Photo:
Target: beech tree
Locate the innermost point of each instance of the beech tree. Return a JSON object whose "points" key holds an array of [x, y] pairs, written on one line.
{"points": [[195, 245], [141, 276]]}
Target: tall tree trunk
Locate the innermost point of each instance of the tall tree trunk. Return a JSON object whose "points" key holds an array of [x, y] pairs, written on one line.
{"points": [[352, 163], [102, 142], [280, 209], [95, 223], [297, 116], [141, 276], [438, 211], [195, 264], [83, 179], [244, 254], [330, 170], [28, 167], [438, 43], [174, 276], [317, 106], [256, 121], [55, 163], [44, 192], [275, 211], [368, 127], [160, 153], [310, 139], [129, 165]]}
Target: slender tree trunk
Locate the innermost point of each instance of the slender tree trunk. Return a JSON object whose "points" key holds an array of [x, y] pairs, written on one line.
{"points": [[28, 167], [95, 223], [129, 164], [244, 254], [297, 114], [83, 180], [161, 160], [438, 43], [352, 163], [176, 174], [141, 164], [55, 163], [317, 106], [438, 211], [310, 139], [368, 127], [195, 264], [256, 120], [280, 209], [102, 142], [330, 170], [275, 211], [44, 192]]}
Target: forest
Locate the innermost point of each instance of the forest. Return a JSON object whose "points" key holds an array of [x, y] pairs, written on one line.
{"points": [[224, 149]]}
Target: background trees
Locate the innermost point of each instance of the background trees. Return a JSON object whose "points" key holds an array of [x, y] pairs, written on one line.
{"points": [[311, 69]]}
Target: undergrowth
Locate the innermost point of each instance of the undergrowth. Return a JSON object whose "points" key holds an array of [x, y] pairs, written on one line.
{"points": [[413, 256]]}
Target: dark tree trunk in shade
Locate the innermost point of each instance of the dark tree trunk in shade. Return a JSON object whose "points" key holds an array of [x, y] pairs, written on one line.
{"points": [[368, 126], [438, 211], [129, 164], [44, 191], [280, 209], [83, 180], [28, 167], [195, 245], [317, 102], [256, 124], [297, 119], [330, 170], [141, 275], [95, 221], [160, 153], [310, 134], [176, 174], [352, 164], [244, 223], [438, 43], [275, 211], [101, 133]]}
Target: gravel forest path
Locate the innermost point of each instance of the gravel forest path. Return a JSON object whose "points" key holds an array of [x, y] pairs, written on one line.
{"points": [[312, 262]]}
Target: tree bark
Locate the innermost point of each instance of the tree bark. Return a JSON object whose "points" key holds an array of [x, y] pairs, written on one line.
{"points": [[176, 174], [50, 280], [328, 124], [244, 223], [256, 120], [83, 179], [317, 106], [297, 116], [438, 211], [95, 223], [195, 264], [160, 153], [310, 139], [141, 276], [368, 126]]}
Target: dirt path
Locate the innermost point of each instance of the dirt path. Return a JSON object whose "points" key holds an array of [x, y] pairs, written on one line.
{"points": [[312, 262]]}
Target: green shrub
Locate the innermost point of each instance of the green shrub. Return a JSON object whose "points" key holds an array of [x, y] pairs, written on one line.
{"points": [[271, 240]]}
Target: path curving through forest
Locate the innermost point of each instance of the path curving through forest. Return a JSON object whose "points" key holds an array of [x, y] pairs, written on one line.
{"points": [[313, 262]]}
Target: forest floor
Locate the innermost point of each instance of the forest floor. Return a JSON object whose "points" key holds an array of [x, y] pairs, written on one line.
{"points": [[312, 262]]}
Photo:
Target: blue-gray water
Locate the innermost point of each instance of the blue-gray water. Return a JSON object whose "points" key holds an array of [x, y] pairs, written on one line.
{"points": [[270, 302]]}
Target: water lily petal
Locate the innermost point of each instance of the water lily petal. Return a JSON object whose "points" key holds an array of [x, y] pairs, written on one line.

****************

The exercise
Restate the records, all of them, precisely as written.

Exercise result
Photo:
Target: beech tree
Locate the innermost point of each instance of the beech tree. Return a JSON object whose "points" key holds an array of [x, y] pairs, written on one line.
{"points": [[195, 245], [141, 276]]}
Target: tall tree trunk
Locate the innermost point of each instance of the tall tree trunk. Return a JSON object whose "points" key holds an array of [x, y] pairs, written on one line.
{"points": [[352, 163], [102, 142], [280, 209], [95, 223], [297, 116], [141, 276], [438, 211], [195, 264], [83, 179], [244, 254], [330, 170], [28, 167], [438, 43], [174, 276], [317, 106], [256, 121], [55, 163], [44, 192], [275, 211], [368, 127], [160, 153], [310, 139], [129, 165]]}
Target: slender tree trunk
Locate the innermost point of each instance of the slender tree trunk. Return a JSON object whose "points" key holds an array of [x, y] pairs, written on one line.
{"points": [[28, 167], [95, 223], [129, 164], [244, 254], [297, 114], [83, 180], [161, 160], [438, 43], [352, 163], [176, 174], [141, 164], [55, 163], [317, 106], [438, 211], [310, 139], [368, 127], [195, 264], [256, 120], [280, 209], [102, 142], [330, 170], [275, 211], [44, 192]]}
Target: forest
Locate the innermost point of each instance of the forest. Return a JSON object whose "points" key holds an array of [x, y] pairs, written on one line.
{"points": [[224, 149]]}
Target: background trees
Locate the innermost point of each instance of the background trees. Return a JSON object whose "points" key holds an array of [x, y] pairs, written on one line.
{"points": [[311, 69]]}
Target: undergrowth
Locate the innermost point of each instance of the undergrowth. Return a JSON object whose "points" key holds an array of [x, y] pairs, written on one line.
{"points": [[413, 256]]}
Target: dark tree trunk in shade
Locate the innermost point of each instance of the dark tree trunk in shade. Return a JSON object whose "points" key holds an array of [x, y] pairs, written on one line.
{"points": [[368, 126], [438, 211], [129, 164], [44, 191], [280, 209], [83, 180], [28, 167], [195, 245], [317, 102], [256, 124], [297, 119], [330, 170], [141, 275], [95, 221], [160, 153], [310, 134], [176, 174], [352, 164], [244, 223], [438, 43], [275, 211], [101, 133]]}
Target: gravel forest path
Locate the innermost point of each instance of the gravel forest path. Return a JSON object whose "points" key holds an array of [x, y] pairs, written on one line.
{"points": [[312, 262]]}
Target: tree bark
Locate the innermost point of each instance of the tree bark. Return a JSON object whose "points" key holds an array of [x, y] pairs, written on one line.
{"points": [[176, 174], [50, 280], [328, 124], [244, 223], [256, 120], [83, 179], [317, 106], [297, 116], [438, 211], [95, 223], [195, 264], [160, 153], [310, 139], [141, 276], [368, 126]]}
Target: dirt path
Locate the innermost point of each instance of the dirt path. Return a JSON object whose "points" key holds an array of [x, y] pairs, written on one line.
{"points": [[312, 262]]}
Target: green shrub
Locate the innermost point of each instance of the green shrub. Return a JSON object whose "points" key holds an array of [x, y] pairs, written on one line.
{"points": [[271, 240]]}
Target: path curving through forest
Locate the innermost point of each instance of the path curving through forest. Return a JSON object whose "points" key holds an array of [x, y] pairs, written on one line.
{"points": [[313, 262]]}
Target: forest floor
Locate the innermost point of each instance of the forest floor. Return a JSON object whose "points" key holds an array of [x, y] pairs, written on one line.
{"points": [[312, 262]]}
Photo:
Target: blue-gray water
Locate the innermost point of each instance of the blue-gray water. Return a JSON object whose "points" key holds an array of [x, y] pairs, written on one line.
{"points": [[270, 302]]}
Target: water lily petal
Locate the innermost point of each instance of the water lily petal. Return a JSON object whose "points" key holds an array of [x, y] pairs, written on one line.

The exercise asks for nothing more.